[Stored entries]
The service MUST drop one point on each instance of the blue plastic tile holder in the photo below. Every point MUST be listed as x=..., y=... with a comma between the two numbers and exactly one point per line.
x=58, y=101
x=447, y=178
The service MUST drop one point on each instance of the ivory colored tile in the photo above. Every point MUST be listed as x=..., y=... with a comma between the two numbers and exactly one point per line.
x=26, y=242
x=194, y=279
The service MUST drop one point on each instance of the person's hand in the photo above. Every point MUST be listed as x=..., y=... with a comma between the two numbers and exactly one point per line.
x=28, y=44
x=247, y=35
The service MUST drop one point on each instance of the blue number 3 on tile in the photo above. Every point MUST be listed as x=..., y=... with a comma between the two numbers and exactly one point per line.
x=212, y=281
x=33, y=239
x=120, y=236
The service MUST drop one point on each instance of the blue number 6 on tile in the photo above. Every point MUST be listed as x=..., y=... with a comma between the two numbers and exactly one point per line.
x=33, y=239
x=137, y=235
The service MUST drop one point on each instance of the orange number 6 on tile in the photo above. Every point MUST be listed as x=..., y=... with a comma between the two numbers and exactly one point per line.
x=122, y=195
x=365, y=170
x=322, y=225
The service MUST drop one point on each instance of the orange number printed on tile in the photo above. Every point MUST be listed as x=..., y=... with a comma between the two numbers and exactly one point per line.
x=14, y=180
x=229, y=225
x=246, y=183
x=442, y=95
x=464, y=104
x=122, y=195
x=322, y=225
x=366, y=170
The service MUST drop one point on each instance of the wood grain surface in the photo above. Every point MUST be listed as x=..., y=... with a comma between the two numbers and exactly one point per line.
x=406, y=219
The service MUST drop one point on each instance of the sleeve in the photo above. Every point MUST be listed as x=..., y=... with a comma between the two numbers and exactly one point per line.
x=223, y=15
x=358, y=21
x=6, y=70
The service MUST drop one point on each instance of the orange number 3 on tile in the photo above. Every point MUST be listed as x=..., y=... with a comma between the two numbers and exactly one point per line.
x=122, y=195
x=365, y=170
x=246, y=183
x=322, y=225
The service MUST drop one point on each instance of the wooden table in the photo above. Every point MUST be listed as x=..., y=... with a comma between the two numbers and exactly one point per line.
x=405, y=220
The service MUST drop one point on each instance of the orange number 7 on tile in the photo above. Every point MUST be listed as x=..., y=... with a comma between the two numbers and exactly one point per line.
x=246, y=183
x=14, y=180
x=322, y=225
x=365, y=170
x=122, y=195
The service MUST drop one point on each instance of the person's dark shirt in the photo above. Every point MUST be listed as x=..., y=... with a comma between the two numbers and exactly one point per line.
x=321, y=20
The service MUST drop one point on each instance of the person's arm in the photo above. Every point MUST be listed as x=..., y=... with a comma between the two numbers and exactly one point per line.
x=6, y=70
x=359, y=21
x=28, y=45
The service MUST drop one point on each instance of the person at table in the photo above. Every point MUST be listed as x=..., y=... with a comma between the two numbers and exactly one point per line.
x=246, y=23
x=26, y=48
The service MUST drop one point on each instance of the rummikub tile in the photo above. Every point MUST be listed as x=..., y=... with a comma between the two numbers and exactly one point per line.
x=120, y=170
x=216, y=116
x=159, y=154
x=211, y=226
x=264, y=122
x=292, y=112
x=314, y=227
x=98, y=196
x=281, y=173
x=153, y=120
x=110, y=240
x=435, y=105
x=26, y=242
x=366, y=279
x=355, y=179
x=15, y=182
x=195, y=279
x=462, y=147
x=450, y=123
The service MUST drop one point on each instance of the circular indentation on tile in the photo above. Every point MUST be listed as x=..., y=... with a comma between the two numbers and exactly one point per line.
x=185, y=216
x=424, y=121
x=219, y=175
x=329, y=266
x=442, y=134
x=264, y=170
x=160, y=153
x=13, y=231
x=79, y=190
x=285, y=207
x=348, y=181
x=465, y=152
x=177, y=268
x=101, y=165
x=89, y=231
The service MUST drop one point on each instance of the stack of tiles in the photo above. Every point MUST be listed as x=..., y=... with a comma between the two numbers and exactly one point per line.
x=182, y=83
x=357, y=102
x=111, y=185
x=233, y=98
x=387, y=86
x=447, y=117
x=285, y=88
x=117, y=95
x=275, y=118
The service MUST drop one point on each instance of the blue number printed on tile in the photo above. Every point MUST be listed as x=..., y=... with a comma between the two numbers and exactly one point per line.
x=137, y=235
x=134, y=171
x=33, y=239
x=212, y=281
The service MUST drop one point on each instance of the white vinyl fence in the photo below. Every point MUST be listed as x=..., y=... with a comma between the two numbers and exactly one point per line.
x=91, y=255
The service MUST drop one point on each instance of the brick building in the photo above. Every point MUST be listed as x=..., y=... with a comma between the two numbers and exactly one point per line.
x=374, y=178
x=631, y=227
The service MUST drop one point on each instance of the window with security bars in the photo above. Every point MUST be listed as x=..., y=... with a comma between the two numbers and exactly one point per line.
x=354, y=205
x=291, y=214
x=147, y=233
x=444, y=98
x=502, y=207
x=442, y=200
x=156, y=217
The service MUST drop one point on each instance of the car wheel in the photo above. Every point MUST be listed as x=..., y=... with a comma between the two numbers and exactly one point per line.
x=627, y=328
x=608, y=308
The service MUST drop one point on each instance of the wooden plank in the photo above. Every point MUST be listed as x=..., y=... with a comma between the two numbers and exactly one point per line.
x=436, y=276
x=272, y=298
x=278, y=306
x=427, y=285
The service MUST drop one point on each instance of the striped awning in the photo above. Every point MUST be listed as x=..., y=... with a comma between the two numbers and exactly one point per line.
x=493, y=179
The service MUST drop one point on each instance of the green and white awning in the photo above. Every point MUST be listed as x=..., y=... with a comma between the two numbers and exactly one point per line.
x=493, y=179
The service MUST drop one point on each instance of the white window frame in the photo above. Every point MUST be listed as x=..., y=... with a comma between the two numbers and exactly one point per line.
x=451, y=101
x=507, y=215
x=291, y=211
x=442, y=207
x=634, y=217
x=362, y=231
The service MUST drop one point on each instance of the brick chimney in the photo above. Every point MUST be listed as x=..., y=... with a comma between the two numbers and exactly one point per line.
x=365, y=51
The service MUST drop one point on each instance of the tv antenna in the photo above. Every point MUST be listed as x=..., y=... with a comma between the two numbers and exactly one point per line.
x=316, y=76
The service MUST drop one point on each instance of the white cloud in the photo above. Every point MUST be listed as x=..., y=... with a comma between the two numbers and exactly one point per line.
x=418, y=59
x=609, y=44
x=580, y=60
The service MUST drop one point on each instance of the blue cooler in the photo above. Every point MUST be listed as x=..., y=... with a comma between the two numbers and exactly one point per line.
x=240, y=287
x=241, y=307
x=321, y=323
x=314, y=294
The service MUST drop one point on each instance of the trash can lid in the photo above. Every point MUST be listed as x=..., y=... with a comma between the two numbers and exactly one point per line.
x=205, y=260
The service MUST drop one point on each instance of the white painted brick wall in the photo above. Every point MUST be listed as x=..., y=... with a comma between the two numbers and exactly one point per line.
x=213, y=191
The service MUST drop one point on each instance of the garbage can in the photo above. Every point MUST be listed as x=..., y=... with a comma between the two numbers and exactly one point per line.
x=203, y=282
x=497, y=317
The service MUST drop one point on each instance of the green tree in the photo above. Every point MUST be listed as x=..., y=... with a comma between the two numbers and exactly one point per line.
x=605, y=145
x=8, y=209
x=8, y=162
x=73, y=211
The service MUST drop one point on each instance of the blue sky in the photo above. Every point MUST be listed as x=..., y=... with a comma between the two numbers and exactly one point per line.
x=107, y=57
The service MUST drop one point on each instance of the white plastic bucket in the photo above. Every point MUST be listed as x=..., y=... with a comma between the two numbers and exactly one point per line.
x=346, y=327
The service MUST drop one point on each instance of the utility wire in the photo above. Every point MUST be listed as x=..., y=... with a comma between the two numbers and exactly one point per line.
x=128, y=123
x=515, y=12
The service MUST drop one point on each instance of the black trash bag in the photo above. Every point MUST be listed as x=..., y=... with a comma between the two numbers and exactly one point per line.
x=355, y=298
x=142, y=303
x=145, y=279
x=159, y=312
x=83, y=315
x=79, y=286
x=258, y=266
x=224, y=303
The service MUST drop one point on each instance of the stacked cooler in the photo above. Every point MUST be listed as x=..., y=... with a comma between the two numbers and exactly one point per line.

§ **Exercise description**
Retype exactly, please, each line from the line that contains "of the garbage" through the last line of the entries above, with nothing added.

§ **Exercise answer**
The service MUST drop one point on each instance of the garbage can in the photo above. Every point MUST be listed as x=..., y=... with a comma between the two numbers and exactly one point per line.
x=203, y=282
x=497, y=317
The service MUST drop one point on each instance of the green tree in the photo above. Every point MUST be listed as x=..., y=... with a comma between the two numbers and exactly one point per line.
x=605, y=145
x=8, y=209
x=8, y=162
x=73, y=211
The service MUST drop one point on each instance of the blue sky in the photo above. Every point MUST be listed as x=..., y=... with a comma between the two numbers and exactly one point per line.
x=107, y=57
The service MUST drop one point on each instance of the white plastic bucket in the photo above. Every point MUST be listed as x=..., y=... with a comma between the two numbers and exactly one point per line.
x=346, y=327
The service MUST drop one point on each instance of the utility wire in the photo above. Every point MUST be listed as x=..., y=... with a comma between the two numbers and exactly one point per line.
x=128, y=123
x=515, y=12
The service MUST drop one point on each instance of the black trash bag in the photo above. Every point MUST be listed as x=..., y=... with a comma between the two numbers and exactly one point per line.
x=355, y=298
x=142, y=303
x=145, y=279
x=159, y=312
x=83, y=315
x=79, y=286
x=258, y=266
x=224, y=303
The service MUST drop one point on each instance of the stacked cooler in the photo above. Every point MUST be listed as x=..., y=... with a comma between the two numbers and exactly one point per line.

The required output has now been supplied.